*** Begin section ***
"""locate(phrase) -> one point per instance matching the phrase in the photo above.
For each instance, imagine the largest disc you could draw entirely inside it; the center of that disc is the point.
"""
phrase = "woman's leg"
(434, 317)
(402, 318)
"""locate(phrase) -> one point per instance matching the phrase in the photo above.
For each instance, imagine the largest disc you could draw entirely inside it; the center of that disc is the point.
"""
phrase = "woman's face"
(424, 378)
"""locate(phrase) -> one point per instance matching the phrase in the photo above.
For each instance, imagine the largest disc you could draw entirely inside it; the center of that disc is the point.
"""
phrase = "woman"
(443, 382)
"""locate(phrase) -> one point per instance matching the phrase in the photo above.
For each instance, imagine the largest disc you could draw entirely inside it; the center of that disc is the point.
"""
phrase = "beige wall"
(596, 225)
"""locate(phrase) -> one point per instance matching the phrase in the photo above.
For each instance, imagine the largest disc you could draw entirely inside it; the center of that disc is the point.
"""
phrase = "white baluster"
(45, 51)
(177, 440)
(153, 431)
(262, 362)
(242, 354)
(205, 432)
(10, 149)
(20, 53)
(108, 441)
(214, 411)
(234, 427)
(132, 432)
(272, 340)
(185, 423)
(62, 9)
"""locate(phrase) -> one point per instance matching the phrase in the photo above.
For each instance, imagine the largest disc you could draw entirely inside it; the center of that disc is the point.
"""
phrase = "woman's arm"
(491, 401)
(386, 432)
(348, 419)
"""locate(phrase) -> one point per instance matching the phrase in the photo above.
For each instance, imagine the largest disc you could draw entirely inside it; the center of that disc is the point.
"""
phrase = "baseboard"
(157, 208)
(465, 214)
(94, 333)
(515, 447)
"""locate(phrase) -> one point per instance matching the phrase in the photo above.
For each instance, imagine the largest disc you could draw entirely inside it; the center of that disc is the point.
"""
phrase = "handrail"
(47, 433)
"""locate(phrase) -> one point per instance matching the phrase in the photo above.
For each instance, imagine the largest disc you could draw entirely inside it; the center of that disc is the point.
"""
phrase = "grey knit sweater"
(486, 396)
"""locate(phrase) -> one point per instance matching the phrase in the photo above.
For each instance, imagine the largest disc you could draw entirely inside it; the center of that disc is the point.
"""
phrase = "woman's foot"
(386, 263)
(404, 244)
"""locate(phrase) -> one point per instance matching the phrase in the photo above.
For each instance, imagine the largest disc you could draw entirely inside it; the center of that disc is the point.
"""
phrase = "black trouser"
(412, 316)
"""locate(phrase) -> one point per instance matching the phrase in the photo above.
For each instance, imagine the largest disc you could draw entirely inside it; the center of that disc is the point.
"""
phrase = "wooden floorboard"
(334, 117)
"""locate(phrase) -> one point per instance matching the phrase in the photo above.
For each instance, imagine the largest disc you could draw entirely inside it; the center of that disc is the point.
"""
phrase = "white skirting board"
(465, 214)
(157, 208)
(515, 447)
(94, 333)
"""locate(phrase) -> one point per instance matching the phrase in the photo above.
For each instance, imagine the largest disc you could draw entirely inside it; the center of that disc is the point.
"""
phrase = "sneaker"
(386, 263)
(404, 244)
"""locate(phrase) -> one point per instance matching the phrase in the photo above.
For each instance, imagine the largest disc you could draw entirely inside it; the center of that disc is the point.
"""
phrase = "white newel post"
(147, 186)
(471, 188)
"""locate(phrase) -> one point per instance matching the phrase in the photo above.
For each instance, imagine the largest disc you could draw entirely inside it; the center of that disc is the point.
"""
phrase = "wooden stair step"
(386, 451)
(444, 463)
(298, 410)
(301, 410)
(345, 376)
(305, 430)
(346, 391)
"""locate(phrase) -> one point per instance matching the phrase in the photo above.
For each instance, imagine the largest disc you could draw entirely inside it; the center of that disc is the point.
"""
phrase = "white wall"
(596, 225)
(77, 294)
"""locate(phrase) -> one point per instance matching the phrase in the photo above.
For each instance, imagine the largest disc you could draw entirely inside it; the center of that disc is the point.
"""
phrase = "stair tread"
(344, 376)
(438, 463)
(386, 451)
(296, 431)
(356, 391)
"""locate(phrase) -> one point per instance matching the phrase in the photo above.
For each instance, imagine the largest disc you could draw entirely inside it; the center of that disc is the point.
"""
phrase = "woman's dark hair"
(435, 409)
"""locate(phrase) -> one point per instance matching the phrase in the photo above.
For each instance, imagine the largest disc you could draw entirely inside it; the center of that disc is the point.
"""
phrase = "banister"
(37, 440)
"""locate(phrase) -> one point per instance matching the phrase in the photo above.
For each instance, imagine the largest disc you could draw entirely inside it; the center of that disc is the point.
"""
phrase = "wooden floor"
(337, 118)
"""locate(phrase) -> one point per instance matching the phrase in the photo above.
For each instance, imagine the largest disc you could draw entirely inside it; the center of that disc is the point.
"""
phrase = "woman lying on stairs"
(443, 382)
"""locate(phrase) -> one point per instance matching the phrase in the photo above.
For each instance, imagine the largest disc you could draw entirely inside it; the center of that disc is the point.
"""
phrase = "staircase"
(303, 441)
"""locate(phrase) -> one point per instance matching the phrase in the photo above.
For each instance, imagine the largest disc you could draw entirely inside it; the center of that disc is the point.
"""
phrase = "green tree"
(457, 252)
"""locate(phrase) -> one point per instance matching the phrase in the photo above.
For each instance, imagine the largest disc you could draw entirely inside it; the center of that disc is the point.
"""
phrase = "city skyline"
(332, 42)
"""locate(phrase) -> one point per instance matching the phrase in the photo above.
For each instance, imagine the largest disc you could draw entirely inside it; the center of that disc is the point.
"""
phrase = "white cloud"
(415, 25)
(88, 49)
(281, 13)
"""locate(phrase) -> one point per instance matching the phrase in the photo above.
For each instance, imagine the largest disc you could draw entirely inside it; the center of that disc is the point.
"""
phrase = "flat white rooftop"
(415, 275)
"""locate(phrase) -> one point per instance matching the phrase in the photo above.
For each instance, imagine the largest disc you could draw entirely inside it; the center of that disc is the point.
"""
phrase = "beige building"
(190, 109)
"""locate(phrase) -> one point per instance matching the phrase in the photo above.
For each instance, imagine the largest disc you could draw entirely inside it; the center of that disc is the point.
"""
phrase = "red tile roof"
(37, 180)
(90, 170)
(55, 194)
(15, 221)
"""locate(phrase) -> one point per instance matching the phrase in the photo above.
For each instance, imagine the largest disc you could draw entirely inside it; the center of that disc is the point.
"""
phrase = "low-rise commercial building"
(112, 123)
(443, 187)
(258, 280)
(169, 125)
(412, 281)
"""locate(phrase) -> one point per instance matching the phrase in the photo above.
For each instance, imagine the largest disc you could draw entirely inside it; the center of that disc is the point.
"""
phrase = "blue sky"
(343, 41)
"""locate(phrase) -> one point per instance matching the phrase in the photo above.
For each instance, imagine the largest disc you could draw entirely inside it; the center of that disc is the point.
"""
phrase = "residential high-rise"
*** End section ***
Your assignment
Print all of the entries exactly as they appear.

Output for this exercise
"""locate(phrase) -> one point per instance matching the phrase in the photo above.
For each instance, imagine the largest disc you could draw entirely inside it; the center of that disc is the point.
"""
phrase = "woman's leg"
(434, 317)
(402, 318)
"""locate(phrase) -> one point per instance matching the phrase in the photo above.
For each instance, imagine the largest disc you could draw entirely inside it; the center of that disc is the point.
"""
phrase = "woman's face"
(424, 378)
"""locate(phrase) -> one point per instance matching the phrase in the photo above.
For each instance, imagine the largest disc you could draw entirely inside it; the center of that disc is the point.
"""
phrase = "woman"
(443, 382)
"""locate(phrase) -> one point per instance matching the phrase in the photo above.
For each instance, imagine the largest disc you could draw entirely inside it; the center of that disc is the point.
"""
phrase = "beige wall"
(596, 225)
"""locate(phrase) -> one point per instance matching the phrase in the photo above.
For each instance, imagine the largest disc you could draw entirely inside it; the center of that disc is the point.
"""
phrase = "white baluster"
(45, 51)
(177, 440)
(153, 431)
(262, 362)
(242, 354)
(205, 432)
(10, 149)
(20, 53)
(108, 441)
(214, 411)
(234, 427)
(132, 432)
(272, 340)
(185, 423)
(62, 9)
"""locate(phrase) -> one point per instance matching the phrase in the photo above.
For each instance, imagine the largest disc you could draw entirely inside it; the center of that disc is the point.
"""
phrase = "woman's arm"
(491, 401)
(386, 432)
(348, 419)
"""locate(phrase) -> one point per instance matching the phrase in the photo above.
For each instance, imagine the largest disc you could draw entirely inside it; the center of that disc is the point.
"""
phrase = "baseboard"
(157, 208)
(465, 214)
(94, 333)
(515, 447)
"""locate(phrase) -> one point per instance matching the phrase in the photo above.
For each instance, imagine the largest disc you could draw entirely inside it; the center of that disc is the point.
"""
phrase = "handrail"
(47, 433)
"""locate(phrase) -> one point per instance matching the phrase in the photo above.
For each instance, imagine the largest disc you could draw entirely inside it; the center of that disc is the point.
"""
phrase = "grey knit sweater"
(486, 396)
"""locate(phrase) -> one point per instance matching the phrase in the photo above.
For each instance, imagine the largest disc you could draw entirely inside it; the center of that disc is the point.
"""
phrase = "woman's foot"
(386, 263)
(404, 244)
"""locate(phrase) -> one point per instance matching the phrase in the photo above.
For each instance, imagine the largest disc you could draw entirely inside it; the center of that disc is the point.
"""
phrase = "black trouser"
(412, 316)
"""locate(phrase) -> one point per instance matching the phrase in the photo above.
For each instance, imagine the largest disc you could draw entirely inside it; the center of that disc is the point.
"""
phrase = "wooden floorboard"
(334, 117)
"""locate(phrase) -> one point per instance matching the phrase in the photo above.
For each instance, imagine the largest disc you could draw entirely inside it; the center of that disc is the point.
"""
phrase = "white skirting board"
(465, 214)
(157, 208)
(515, 447)
(94, 333)
"""locate(phrase) -> one point per instance matching the phrase in the photo above.
For each instance, imagine the largest disc you could draw entirely inside it; the center of that disc is the point.
"""
phrase = "sneaker"
(386, 263)
(404, 244)
"""locate(phrase) -> one point per instance matching the phrase in the photo above.
For each instance, imagine the largest disc you could draw entirely inside it; the center of that disc is the point.
"""
phrase = "white newel post"
(147, 186)
(471, 188)
"""locate(phrase) -> one point per instance matching the phrase in the photo above.
For each instance, imagine the largest disc you could draw entirely inside it; the center of that disc is the point.
"""
phrase = "wooden stair step"
(386, 451)
(444, 463)
(298, 410)
(301, 410)
(345, 376)
(305, 430)
(346, 391)
"""locate(phrase) -> one point per instance matching the phrase in the photo above.
For each instance, imagine the largest disc you could draw entirely inside it; the center of that disc is the point.
"""
phrase = "white wall"
(596, 225)
(77, 294)
"""locate(phrase) -> one point per instance matching the phrase in the photo above.
For each instance, imagine the largest disc you could draw entirely inside it; the center of that disc is the point.
"""
phrase = "stair tread"
(344, 376)
(438, 463)
(386, 451)
(296, 431)
(356, 391)
"""locate(phrase) -> one point per instance matching the phrase in the photo above.
For each instance, imagine the largest disc you could draw entirely inside it; the center of that disc is the point.
"""
phrase = "woman's dark hair"
(435, 409)
"""locate(phrase) -> one point per instance matching the phrase in the photo above.
For each instance, imagine the largest disc you could draw entirely inside it; the center of that disc is the point.
"""
phrase = "banister"
(37, 440)
"""locate(phrase) -> one point per instance matching the phrase in the photo above.
For each instance, imagine the largest disc you could draw entirely inside it; the center of that disc is the point.
"""
phrase = "wooden floor"
(337, 118)
"""locate(phrase) -> one point per instance matching the phrase in the photo above.
For each instance, imagine the largest disc you could draw entirely inside it; the center of that disc is the point.
"""
phrase = "woman lying on stairs"
(443, 382)
"""locate(phrase) -> one point per instance matching the phrase in the photo above.
For each instance, imagine the largest disc you could draw entirely inside it; the center of that disc is the point.
"""
phrase = "staircase"
(303, 441)
"""locate(phrase) -> one point per instance matching the phrase in the photo above.
For each instance, imagine the largest disc you could draw entirely inside it; the center of that disc is the point.
"""
phrase = "green tree"
(457, 252)
"""locate(phrase) -> one point per instance matching the phrase in the photo above.
For each instance, imagine the largest disc you could draw entirely inside it; the center of that disc is the point.
"""
phrase = "city skyline"
(332, 42)
"""locate(phrase) -> one point per instance matching the phrase in the photo above.
For each instance, imagine the largest disc you could draw entirely inside it; the center of that disc is the point.
"""
phrase = "white cloud"
(415, 25)
(88, 49)
(281, 13)
"""locate(phrase) -> one point per instance matching the phrase in the photo above.
For each instance, imagine the largest disc you could draw entirely inside it; the center of that disc is the point.
"""
phrase = "flat white rooftop"
(415, 275)
"""locate(phrase) -> one point per instance matching the phrase in the photo above.
For each instance, imagine the largest disc you could draw entirely inside it; the center of that disc is the point.
"""
phrase = "beige building"
(190, 109)
"""locate(phrase) -> one point per instance matching the phrase in the photo above.
For each instance, imagine the largest disc you could draw entirely inside it; the center of that disc is the point.
"""
phrase = "red tile roof"
(37, 180)
(90, 170)
(55, 194)
(15, 221)
"""locate(phrase) -> one point per instance matching the phrase in the photo above.
For each instance, imagine the largest disc you could draw entirely inside it; the center of that disc is the point.
"""
phrase = "low-rise commercial building"
(112, 123)
(443, 187)
(258, 280)
(169, 125)
(412, 281)
"""locate(phrase) -> one point per instance matching the phrase in the photo above.
For each instance, imagine the largest disc you could draw entirely inside it; the center of that disc is the point.
"""
phrase = "blue sky"
(343, 41)
"""locate(phrase) -> one point per instance matching the phrase in the photo above.
For each instance, imagine the largest disc you could draw entirely inside it; the center of that disc is the point.
"""
phrase = "residential high-rise"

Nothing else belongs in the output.